--- EXERCISE DATA Enclosed Below ---
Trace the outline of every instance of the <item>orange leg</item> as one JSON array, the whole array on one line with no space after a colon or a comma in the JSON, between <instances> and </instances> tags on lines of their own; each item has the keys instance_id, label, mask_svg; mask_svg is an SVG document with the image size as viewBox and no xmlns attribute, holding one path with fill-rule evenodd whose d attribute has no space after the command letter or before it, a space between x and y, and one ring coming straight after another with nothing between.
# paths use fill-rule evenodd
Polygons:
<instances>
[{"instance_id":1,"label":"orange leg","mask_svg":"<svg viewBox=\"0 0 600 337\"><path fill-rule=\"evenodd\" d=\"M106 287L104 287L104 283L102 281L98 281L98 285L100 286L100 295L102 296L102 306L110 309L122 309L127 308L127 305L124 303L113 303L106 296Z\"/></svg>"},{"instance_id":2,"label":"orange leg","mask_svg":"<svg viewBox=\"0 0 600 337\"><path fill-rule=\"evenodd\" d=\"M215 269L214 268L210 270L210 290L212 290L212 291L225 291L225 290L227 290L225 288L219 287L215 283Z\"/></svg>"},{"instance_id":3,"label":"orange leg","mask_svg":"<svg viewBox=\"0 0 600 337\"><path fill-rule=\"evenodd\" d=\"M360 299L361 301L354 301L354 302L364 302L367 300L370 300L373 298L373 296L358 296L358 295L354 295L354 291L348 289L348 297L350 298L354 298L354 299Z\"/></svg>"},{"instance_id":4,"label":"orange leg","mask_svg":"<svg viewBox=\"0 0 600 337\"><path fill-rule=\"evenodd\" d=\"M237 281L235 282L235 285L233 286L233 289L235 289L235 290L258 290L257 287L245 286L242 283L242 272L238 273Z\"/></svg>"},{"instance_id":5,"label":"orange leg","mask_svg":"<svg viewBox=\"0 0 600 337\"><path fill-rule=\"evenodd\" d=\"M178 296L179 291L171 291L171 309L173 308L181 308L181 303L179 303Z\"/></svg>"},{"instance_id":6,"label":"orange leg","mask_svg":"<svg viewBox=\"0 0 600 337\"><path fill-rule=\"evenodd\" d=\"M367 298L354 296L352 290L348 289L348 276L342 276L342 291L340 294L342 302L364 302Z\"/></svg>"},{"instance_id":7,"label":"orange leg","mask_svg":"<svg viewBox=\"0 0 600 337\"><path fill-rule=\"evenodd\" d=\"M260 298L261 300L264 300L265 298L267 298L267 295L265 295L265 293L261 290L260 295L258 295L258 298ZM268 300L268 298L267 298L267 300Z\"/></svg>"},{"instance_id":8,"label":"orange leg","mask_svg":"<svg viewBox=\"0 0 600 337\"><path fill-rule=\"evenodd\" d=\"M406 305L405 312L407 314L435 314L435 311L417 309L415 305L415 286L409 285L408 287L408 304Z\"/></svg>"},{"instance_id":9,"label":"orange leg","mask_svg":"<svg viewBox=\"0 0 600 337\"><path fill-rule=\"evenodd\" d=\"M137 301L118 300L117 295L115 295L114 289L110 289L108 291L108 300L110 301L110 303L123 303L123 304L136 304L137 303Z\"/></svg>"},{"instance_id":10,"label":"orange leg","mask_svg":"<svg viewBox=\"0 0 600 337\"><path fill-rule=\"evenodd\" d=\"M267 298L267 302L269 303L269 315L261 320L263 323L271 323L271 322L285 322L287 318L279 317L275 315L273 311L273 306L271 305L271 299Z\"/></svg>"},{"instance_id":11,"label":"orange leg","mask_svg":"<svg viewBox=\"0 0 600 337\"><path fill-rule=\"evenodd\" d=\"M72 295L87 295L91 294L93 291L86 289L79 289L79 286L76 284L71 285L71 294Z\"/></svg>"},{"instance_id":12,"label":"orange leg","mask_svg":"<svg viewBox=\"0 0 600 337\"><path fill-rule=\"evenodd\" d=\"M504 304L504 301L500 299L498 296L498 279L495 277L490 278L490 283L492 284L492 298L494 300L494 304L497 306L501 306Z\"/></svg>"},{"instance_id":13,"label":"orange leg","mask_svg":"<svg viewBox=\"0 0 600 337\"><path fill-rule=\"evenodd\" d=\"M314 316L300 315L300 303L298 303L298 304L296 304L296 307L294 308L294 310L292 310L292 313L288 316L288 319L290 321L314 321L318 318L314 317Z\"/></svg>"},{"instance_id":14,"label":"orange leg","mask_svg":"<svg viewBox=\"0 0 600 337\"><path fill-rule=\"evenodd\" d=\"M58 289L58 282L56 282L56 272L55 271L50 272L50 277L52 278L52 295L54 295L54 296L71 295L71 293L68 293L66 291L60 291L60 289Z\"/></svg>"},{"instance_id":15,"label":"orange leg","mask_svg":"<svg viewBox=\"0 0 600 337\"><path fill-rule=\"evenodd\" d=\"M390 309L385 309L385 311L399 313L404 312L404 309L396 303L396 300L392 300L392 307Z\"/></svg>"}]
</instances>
--- End of Enclosed EXERCISE DATA ---
» TASK DETAILS
Your answer should be one number, the count of lines in the records that contain the word "instances".

» EXERCISE OUTPUT
3